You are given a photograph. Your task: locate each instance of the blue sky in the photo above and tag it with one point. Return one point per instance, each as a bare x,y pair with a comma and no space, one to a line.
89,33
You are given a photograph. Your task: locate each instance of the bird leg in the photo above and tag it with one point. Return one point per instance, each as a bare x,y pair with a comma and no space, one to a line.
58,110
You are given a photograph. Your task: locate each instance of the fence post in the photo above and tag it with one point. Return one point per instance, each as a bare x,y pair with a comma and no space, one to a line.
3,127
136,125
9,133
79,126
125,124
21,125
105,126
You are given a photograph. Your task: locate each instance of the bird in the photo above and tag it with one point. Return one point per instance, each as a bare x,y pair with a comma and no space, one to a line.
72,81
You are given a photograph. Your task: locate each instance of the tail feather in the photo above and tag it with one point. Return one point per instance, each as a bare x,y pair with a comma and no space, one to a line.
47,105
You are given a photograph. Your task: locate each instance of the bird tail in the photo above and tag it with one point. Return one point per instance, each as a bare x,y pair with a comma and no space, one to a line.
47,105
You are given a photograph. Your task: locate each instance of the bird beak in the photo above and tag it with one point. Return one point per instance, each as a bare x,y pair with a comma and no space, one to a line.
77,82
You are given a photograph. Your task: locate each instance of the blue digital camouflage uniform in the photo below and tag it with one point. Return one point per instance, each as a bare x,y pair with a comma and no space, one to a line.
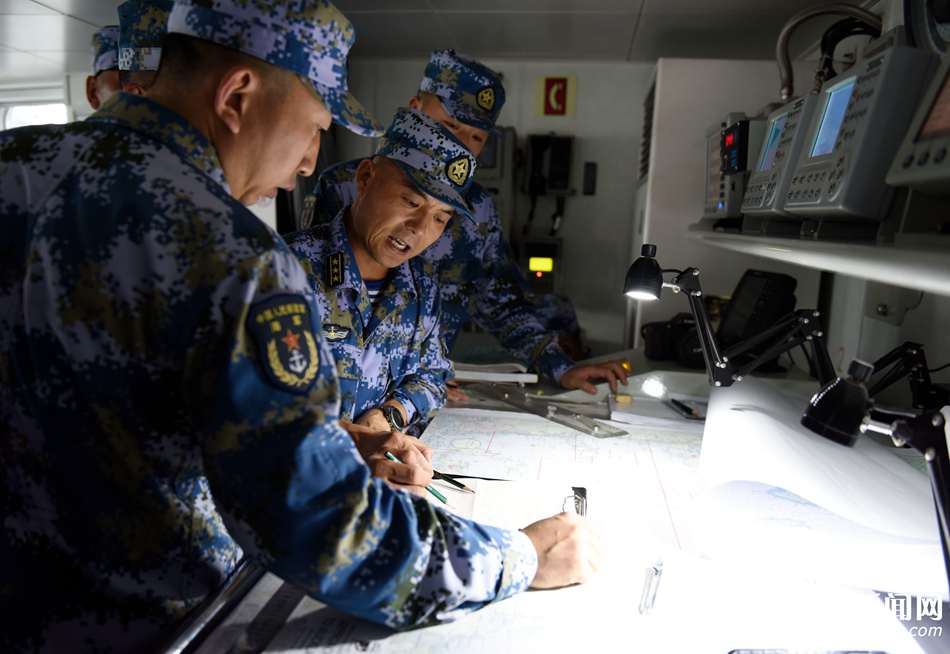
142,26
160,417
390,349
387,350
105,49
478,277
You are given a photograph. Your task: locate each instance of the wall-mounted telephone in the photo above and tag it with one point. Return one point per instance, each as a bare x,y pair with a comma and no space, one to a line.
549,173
---
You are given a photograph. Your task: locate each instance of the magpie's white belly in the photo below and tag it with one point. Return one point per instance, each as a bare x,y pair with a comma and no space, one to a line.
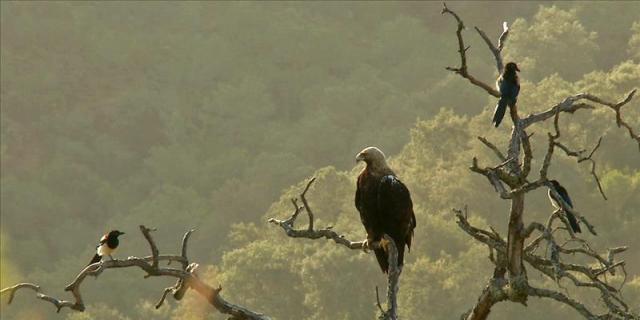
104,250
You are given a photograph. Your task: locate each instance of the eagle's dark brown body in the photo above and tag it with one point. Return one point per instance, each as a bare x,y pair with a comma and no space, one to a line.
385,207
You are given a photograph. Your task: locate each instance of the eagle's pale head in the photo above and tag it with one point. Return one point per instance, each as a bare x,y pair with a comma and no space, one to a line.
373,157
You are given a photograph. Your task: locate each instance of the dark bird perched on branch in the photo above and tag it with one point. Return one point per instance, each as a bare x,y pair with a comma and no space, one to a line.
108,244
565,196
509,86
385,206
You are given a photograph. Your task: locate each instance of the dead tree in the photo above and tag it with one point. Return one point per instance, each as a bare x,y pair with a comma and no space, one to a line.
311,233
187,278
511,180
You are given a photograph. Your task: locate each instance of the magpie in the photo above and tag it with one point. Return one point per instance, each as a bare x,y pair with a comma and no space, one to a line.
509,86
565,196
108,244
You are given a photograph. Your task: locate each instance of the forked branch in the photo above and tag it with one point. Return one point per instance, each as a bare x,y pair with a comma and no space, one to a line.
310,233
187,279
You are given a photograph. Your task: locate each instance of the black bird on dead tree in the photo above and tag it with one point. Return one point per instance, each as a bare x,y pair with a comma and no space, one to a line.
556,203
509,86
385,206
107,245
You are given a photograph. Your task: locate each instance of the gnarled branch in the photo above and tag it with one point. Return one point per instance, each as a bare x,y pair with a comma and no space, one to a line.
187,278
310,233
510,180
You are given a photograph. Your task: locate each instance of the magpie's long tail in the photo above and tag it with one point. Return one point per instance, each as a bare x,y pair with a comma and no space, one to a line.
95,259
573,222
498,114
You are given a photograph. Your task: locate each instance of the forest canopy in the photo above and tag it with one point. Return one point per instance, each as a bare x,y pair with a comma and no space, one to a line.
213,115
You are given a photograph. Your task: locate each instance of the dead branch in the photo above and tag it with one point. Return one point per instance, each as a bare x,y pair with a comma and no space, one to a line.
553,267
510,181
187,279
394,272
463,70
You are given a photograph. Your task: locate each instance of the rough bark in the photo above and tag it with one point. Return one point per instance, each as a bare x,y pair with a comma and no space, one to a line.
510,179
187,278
* * *
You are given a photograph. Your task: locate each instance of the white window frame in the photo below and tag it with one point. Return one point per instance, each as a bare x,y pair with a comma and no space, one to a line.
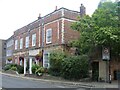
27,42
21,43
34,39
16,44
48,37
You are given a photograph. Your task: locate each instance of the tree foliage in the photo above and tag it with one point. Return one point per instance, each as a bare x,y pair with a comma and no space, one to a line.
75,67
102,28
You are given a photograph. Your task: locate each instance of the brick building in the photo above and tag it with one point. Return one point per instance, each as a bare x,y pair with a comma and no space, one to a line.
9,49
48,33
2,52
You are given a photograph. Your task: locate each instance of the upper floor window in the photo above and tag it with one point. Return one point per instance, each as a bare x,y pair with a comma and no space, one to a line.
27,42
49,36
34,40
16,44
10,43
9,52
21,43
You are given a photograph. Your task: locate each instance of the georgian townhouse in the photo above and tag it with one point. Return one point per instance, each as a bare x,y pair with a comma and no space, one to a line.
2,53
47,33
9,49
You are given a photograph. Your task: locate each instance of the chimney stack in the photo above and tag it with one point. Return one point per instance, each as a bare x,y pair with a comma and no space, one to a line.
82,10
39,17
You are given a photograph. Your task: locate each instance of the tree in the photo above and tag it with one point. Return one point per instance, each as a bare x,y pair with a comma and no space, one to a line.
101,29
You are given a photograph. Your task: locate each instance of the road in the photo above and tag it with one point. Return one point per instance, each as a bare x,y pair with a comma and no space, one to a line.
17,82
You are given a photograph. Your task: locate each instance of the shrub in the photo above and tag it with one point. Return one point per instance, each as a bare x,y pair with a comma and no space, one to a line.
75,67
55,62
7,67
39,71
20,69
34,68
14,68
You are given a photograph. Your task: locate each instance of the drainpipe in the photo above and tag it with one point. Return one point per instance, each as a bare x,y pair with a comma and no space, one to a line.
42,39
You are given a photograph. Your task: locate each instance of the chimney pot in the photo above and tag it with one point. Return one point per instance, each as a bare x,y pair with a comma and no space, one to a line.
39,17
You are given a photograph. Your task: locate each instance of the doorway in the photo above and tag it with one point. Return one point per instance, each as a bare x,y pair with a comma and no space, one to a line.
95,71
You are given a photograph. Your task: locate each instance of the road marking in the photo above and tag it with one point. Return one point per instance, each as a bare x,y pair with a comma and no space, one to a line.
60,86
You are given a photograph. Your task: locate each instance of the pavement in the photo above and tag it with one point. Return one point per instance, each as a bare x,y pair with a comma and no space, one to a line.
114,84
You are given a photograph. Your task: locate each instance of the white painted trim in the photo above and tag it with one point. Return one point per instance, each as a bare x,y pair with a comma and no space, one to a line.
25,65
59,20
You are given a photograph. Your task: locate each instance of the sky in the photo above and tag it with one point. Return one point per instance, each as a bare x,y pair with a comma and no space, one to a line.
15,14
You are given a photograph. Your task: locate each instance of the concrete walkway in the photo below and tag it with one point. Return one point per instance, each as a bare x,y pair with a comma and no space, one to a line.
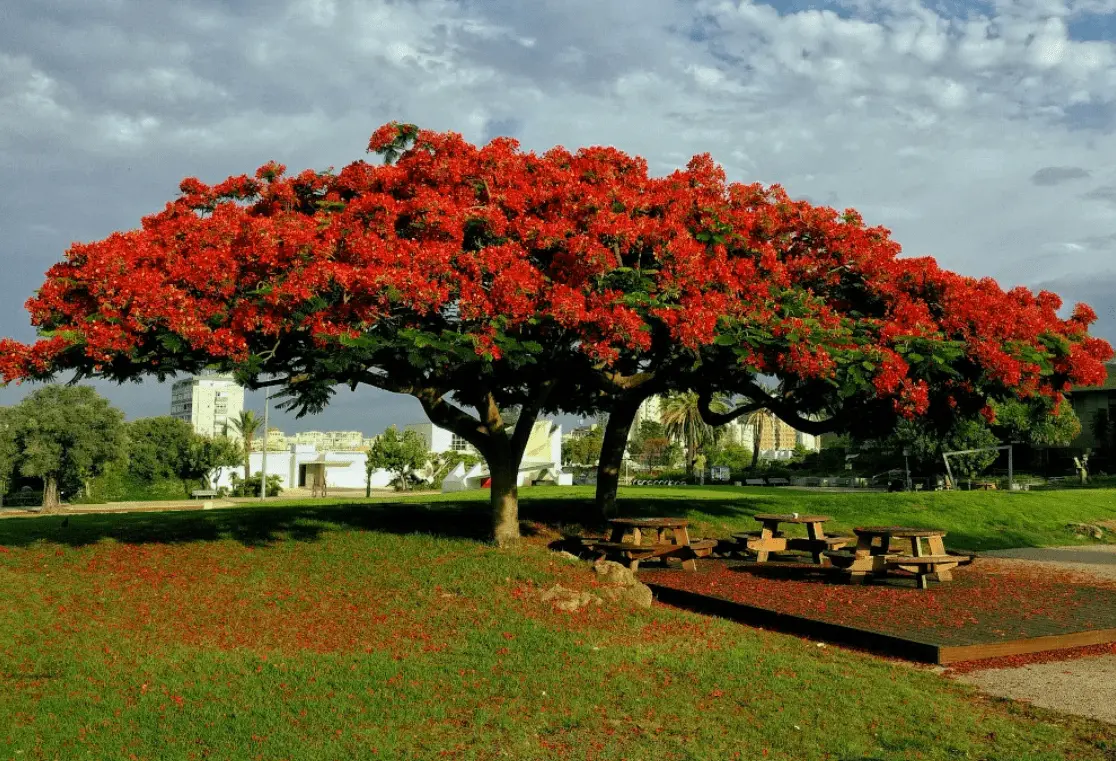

§ EXERCISE: When the line with "instance of the sky" is reached in the data above, begin copying, and stop after the line with "of the concrete"; copy each line exactly, both ends included.

§ EXERCISE RESPONSE:
You are given a photograph. Your task: locate each instance of the sky in the photo above and tag it with one point. Return one point per instance, each as a bare x,y pair with a comma and no space, one to a line.
15,14
You are given a photograph. Your task: locate each instance of the concrete walkway in the photo below and tag it with one point. Return one point per instance, each as a bare x,y pair with a comma and no space, one to a line.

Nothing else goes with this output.